[Dataset records]
◇ ◇ ◇ ◇ ◇

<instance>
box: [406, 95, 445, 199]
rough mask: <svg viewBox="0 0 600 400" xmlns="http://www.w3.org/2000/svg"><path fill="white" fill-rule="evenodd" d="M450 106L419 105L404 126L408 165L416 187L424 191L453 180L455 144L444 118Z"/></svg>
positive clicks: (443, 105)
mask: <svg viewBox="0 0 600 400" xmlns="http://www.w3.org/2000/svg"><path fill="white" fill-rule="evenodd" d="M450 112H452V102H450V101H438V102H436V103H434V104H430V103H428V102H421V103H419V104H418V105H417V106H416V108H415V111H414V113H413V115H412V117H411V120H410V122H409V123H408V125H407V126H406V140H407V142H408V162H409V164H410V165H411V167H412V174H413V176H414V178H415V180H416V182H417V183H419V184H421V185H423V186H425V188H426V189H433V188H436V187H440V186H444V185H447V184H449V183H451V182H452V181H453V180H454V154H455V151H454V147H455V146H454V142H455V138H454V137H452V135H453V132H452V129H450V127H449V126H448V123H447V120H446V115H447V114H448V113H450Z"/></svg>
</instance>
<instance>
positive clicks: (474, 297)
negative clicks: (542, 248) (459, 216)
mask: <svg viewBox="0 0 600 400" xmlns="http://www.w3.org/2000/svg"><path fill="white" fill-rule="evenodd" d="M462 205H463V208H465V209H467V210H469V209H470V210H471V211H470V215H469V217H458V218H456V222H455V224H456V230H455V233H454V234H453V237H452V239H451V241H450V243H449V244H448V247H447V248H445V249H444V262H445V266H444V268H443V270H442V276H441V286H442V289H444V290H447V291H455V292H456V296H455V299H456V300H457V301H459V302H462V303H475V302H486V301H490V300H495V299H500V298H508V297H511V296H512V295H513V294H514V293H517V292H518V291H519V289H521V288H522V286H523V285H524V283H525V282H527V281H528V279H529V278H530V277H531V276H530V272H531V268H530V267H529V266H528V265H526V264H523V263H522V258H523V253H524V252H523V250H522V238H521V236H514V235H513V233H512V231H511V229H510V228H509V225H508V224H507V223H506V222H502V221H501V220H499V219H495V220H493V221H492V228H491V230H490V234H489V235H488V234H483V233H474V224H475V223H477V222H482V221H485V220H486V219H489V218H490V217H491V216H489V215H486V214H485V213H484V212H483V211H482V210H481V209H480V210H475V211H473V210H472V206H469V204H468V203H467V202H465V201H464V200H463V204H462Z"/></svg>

◇ ◇ ◇ ◇ ◇

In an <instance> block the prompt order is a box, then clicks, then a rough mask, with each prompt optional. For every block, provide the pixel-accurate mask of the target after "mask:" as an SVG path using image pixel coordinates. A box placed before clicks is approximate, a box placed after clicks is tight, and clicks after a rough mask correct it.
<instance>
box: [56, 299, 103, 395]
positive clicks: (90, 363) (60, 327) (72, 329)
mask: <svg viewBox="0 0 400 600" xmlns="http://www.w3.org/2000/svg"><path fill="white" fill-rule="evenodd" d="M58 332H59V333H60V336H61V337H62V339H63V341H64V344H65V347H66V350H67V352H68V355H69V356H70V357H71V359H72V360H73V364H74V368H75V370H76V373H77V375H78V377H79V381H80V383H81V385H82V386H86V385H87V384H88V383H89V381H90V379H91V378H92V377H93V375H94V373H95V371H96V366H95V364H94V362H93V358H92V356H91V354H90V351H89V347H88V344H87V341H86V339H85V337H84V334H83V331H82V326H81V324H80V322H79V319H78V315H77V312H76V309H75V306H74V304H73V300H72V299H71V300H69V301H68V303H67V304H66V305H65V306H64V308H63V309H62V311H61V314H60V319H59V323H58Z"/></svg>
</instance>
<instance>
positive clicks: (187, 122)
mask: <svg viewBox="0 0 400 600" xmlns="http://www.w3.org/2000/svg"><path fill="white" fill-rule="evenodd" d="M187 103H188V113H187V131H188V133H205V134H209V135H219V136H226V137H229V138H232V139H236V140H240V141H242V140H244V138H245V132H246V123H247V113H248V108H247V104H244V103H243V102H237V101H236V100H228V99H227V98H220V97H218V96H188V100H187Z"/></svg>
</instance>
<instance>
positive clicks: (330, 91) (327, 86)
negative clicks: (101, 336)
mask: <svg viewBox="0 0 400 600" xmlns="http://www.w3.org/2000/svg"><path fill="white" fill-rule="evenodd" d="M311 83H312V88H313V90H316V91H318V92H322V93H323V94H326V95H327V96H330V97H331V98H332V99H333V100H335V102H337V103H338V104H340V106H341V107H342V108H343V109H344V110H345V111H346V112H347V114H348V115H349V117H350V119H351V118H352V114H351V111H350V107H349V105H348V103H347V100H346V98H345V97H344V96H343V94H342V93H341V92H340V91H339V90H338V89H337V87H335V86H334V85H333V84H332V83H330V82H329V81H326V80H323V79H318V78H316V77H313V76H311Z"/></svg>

◇ ◇ ◇ ◇ ◇

Render the data from the line containing "In an <instance>" through the line containing "positive clicks: (90, 363)", both included, as a numbered list, skipping any blank lines.

# [Result of this exercise]
1. In an <instance> block the prompt order is a box, then clicks, then a rough mask, with each prompt optional. For every block, provide the pixel-accurate mask of the target after "mask:" as an SVG path using image pixel coordinates. A box placed before clicks is approximate, a box placed after clicks is tight, and clicks after a rough mask correct it.
2. <instance>
3. box: [56, 299, 103, 395]
4. positive clicks: (90, 363) (60, 327) (72, 329)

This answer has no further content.